● **SUPPLIED DATA**
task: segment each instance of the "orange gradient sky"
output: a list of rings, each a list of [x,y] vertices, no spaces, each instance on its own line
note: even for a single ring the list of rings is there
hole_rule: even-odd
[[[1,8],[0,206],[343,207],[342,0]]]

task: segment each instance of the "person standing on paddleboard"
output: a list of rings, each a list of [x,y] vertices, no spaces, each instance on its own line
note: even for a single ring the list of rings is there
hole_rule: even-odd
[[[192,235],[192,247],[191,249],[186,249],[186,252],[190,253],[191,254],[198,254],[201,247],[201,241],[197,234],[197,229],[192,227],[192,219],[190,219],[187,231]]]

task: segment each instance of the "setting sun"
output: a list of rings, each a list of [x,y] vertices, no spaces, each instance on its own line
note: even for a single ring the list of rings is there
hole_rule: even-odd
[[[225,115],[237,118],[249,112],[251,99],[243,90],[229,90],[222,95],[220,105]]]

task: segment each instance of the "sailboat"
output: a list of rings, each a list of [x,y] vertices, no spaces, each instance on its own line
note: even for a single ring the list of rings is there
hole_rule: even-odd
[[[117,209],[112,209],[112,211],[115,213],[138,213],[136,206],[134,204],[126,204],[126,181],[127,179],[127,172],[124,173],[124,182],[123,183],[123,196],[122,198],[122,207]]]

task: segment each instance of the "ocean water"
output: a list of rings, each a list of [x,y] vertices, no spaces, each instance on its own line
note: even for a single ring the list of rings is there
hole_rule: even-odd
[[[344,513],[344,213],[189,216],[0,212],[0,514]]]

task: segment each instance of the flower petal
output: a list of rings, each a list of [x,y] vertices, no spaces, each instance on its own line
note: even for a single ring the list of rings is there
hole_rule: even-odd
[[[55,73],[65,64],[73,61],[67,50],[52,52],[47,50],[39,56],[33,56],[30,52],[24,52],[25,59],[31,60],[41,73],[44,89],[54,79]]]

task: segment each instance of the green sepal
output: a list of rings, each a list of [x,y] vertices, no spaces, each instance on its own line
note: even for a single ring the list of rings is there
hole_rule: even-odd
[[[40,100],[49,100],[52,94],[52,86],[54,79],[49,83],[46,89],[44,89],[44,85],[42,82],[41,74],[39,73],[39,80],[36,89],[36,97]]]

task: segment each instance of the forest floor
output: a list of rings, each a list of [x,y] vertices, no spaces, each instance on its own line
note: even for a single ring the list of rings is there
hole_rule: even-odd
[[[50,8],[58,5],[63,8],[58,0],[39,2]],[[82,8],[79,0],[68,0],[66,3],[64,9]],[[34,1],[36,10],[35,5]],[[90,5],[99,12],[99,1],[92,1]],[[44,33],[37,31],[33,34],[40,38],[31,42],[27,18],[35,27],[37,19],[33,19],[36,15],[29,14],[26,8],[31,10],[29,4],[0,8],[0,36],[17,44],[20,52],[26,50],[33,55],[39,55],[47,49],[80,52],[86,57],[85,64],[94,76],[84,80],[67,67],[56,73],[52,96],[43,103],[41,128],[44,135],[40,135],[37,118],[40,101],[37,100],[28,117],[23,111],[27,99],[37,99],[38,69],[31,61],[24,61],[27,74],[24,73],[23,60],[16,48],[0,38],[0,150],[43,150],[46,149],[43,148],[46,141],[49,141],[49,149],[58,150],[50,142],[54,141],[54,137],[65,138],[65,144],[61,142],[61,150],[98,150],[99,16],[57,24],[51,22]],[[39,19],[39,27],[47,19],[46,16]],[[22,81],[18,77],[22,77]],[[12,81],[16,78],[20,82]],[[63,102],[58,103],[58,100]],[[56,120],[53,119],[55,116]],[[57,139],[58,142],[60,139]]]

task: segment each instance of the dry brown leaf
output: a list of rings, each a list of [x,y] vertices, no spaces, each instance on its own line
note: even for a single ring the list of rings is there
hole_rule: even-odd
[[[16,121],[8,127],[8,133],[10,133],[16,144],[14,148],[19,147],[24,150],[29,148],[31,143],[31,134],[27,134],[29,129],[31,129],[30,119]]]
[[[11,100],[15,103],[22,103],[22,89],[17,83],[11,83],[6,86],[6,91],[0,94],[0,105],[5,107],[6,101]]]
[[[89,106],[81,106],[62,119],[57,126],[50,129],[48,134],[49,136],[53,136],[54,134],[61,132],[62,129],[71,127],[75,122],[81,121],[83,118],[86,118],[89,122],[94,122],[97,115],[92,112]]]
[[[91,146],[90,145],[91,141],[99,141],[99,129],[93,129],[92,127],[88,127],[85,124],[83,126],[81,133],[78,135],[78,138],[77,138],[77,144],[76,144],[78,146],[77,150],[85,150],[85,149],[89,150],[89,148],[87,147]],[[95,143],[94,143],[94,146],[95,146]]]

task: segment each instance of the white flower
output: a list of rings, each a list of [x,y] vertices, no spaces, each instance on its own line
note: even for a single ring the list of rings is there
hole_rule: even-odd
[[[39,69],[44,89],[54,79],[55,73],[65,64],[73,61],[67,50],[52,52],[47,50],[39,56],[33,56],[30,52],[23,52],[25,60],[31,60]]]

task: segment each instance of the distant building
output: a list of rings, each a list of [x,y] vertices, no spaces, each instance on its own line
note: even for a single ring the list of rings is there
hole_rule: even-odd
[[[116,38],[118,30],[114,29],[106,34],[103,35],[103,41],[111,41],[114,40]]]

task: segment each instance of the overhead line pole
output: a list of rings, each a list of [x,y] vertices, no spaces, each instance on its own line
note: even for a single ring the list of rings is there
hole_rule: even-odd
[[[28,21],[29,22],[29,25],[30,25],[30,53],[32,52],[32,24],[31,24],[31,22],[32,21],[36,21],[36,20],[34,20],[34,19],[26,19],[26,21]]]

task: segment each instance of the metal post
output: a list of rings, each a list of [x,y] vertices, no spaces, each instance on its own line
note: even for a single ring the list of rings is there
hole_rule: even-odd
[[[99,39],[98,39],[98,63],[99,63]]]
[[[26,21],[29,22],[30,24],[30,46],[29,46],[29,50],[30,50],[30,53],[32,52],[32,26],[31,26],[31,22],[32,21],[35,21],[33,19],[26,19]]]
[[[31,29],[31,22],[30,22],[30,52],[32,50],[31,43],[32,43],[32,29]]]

● **DIRECTIVE**
Place every line of the data above into a JSON list of strings, one string per line, omitting blank lines.

● **PROBLEM SOLUTION**
[
  "task: segment each instance of the \"orange gradient sky\"",
  "output: a list of rings, each a list of [x,y] vertices, no spaces, each instance on its own line",
  "note: even for a single ring the list of rings is there",
  "hole_rule: even-odd",
  "[[[1,8],[0,206],[343,207],[342,0]]]",
  "task: segment each instance of the \"person standing on paddleboard\"",
  "output: a list of rings, each a list of [x,y] vertices, no spaces, each instance on its own line",
  "note: even for a single ring the list of rings is there",
  "hole_rule: even-odd",
  "[[[192,235],[192,247],[191,249],[186,249],[186,252],[190,253],[191,254],[198,254],[201,247],[201,241],[197,234],[197,229],[192,227],[192,219],[190,219],[187,231]]]",
  "task: segment each instance of the \"setting sun\"",
  "output: a list of rings, each a list of [x,y] vertices, no spaces, each instance on its own line",
  "note: even for a single ring the list of rings is there",
  "hole_rule: even-odd",
  "[[[225,115],[237,118],[249,112],[251,99],[243,90],[229,90],[222,95],[220,105]]]",
  "task: segment each instance of the \"sailboat\"",
  "output: a list of rings, each a list of [x,y] vertices, no spaces, each instance on its own line",
  "note: even for a single ring the list of rings is there",
  "hole_rule: even-odd",
  "[[[117,209],[112,209],[112,211],[115,213],[138,213],[136,206],[134,204],[126,204],[126,181],[127,179],[127,172],[124,173],[124,182],[123,183],[123,196],[122,198],[122,207]]]",
  "task: segment each instance of the \"ocean water\"",
  "output: a list of rings, each a list of [x,y] vertices, no spaces, each instance on its own line",
  "note: even for a single ring the list of rings is there",
  "hole_rule: even-odd",
  "[[[344,513],[344,213],[189,216],[0,212],[0,514]]]",
  "task: segment each instance of the flower petal",
  "output: a list of rings, each a list of [x,y] vertices, no spaces, each instance on its own line",
  "note: even for a single ring the list of rings is there",
  "hole_rule: even-odd",
  "[[[55,73],[65,64],[73,61],[67,50],[52,52],[47,50],[39,56],[33,56],[30,52],[24,52],[25,59],[31,60],[41,73],[44,89],[54,79]]]",
  "task: segment each instance of the green sepal",
  "output: a list of rings, each a list of [x,y] vertices, no spaces, each instance on its own line",
  "note: even for a single ring the list of rings is there",
  "hole_rule: even-odd",
  "[[[40,100],[49,100],[52,94],[52,86],[54,79],[49,83],[46,89],[44,89],[44,85],[42,82],[41,74],[39,73],[39,80],[36,89],[36,97]]]",
  "task: segment each instance of the forest floor",
  "output: a list of rings, each a list of [x,y] vertices, no spaces, each instance on its own line",
  "note: even for a single ring the list of rings is there",
  "hole_rule: even-odd",
  "[[[50,8],[58,5],[63,8],[58,0],[39,2]],[[82,8],[79,0],[68,0],[66,3],[64,9]],[[34,1],[36,10],[35,5]],[[90,5],[99,12],[99,1],[92,1]],[[44,33],[37,31],[33,34],[40,38],[31,42],[27,18],[35,27],[37,19],[33,19],[36,15],[29,14],[26,8],[31,10],[29,4],[0,8],[0,36],[17,44],[20,52],[26,50],[33,55],[39,55],[47,49],[80,52],[86,57],[85,64],[94,76],[84,80],[67,67],[56,73],[52,96],[43,103],[41,128],[44,135],[40,135],[37,118],[40,101],[37,100],[28,117],[23,111],[27,99],[37,99],[38,69],[31,61],[24,61],[27,74],[24,73],[23,60],[16,48],[0,38],[0,150],[43,150],[46,149],[43,148],[46,141],[49,141],[49,149],[58,150],[50,142],[54,141],[54,137],[65,138],[65,144],[61,142],[61,150],[98,150],[99,16],[57,24],[51,22]],[[39,19],[39,27],[47,19],[46,16]],[[22,81],[18,77],[22,77]],[[12,81],[16,78],[20,82]],[[63,102],[58,103],[58,100]],[[56,120],[53,119],[55,116]],[[57,139],[58,142],[60,139]]]",
  "task: segment each instance of the dry brown leaf",
  "output: a list of rings, each a list of [x,y] vertices, no spaces, each instance on its own line",
  "note: even for a single ring the list of rings is there",
  "hole_rule: even-odd",
  "[[[16,121],[8,127],[8,133],[10,133],[16,144],[14,148],[19,147],[24,150],[29,148],[31,143],[31,134],[27,134],[29,129],[31,129],[30,119]]]",
  "[[[11,100],[15,103],[22,103],[22,89],[17,83],[11,83],[6,86],[6,91],[0,94],[0,105],[5,107],[6,101]]]",
  "[[[89,106],[81,106],[62,119],[57,126],[50,129],[48,134],[49,136],[53,136],[54,134],[61,132],[62,129],[71,127],[75,122],[81,121],[83,118],[86,118],[89,122],[94,122],[97,115],[92,112]]]",
  "[[[91,146],[90,145],[91,141],[99,141],[99,129],[93,129],[92,127],[88,127],[85,124],[83,126],[81,133],[78,135],[78,138],[77,138],[77,144],[76,144],[78,146],[77,150],[85,150],[85,149],[89,150],[89,148],[87,147]],[[95,143],[94,143],[94,146],[95,146]]]",
  "task: segment each instance of the white flower",
  "output: a list of rings, each a list of [x,y] vertices, no spaces, each instance on its own line",
  "note: even for a single ring the list of rings is there",
  "hole_rule: even-odd",
  "[[[39,69],[44,89],[54,79],[55,73],[65,64],[73,61],[67,50],[52,52],[47,50],[39,56],[33,56],[30,52],[23,52],[25,60],[31,60]]]",
  "task: segment each instance of the distant building",
  "output: a list of rings, each a list of [x,y] vertices, no spaces, each instance on its own line",
  "note: even for a single ring the list of rings is there",
  "hole_rule: even-odd",
  "[[[116,38],[118,30],[114,29],[106,34],[103,35],[103,41],[111,41],[114,40]]]",
  "task: segment each instance of the overhead line pole",
  "output: a list of rings, each a list of [x,y] vertices, no spaces, each instance on its own line",
  "note: even for a single ring the list of rings is there",
  "hole_rule: even-odd",
  "[[[28,21],[29,22],[29,25],[30,25],[30,53],[32,52],[32,24],[31,24],[31,22],[32,21],[36,21],[36,20],[34,20],[34,19],[26,19],[26,21]]]",
  "task: segment each instance of the metal post",
  "output: a list of rings, each a list of [x,y] vertices, no spaces, each instance on its own line",
  "note: even for a single ring the list of rings is there",
  "hole_rule: even-odd",
  "[[[99,39],[98,39],[98,63],[99,63]]]",
  "[[[26,21],[29,22],[30,24],[30,46],[29,46],[29,50],[30,50],[30,53],[32,52],[32,26],[31,26],[31,22],[32,21],[35,21],[33,19],[26,19]]]",
  "[[[31,29],[31,22],[30,22],[30,52],[32,50],[31,43],[32,43],[32,29]]]"
]